### EXTRACT
Obama not giving women much of a lift

Mon, Jan 14, 2013, 00:00

   

Opinion:President Barack Obama ran promoting women’s issues – but how about promoting some women?

With the old white boys’ club rearing its hoary head in the White House of the first black president, the historian Michael Beschloss recalled the days when the distaff was deemed biologically unsuited for the manly discourse of politics.

He tweeted: “1/12/1915, US House refused women voting rights. One congressman: ‘Their ankles are beautiful . . . but they are not interested in the state’.” Now comes a parade of women to plead the case for the value of female perspective in high office: women reach across the aisle, seek consensus, verbalise and empathise more, manage and listen better. Women are more pragmatic, risk-averse and, unburdened by testosterone, less bellicose.

Unfortunately, these “truisms” haven’t held true with many of the top women I have covered in Washington.

Janet Reno was trigger-happy on Waco and a tragic conflagration ensued. Hillary Clinton’s my-way-or-the-highway obduracy doomed her healthcare initiative; she also voted to authorise the Iraq invasion without even reading the National Intelligence Estimate and badly mismanaged her 2008 campaign.

Condi Rice avidly sold W’s bogus war in Iraq. One of Susan Rice’s most memorable moments was when she flipped the finger at Richard Holbrooke during a state department meeting.

### MATERIAL PROVIDED

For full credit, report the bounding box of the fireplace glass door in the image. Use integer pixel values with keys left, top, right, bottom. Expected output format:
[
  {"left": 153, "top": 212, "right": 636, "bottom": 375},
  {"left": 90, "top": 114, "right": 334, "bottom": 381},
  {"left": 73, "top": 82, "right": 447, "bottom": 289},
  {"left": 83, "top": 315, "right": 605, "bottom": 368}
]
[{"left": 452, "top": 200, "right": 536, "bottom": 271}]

### ACTIVITY
Quote the part of the opinion column on Obama and women starting at "Obama not giving" and ending at "discourse of politics.".

### WRITTEN ANSWER
Obama not giving women much of a lift

Mon, Jan 14, 2013, 00:00

   

Opinion:President Barack Obama ran promoting women’s issues – but how about promoting some women?

With the old white boys’ club rearing its hoary head in the White House of the first black president, the historian Michael Beschloss recalled the days when the distaff was deemed biologically unsuited for the manly discourse of politics.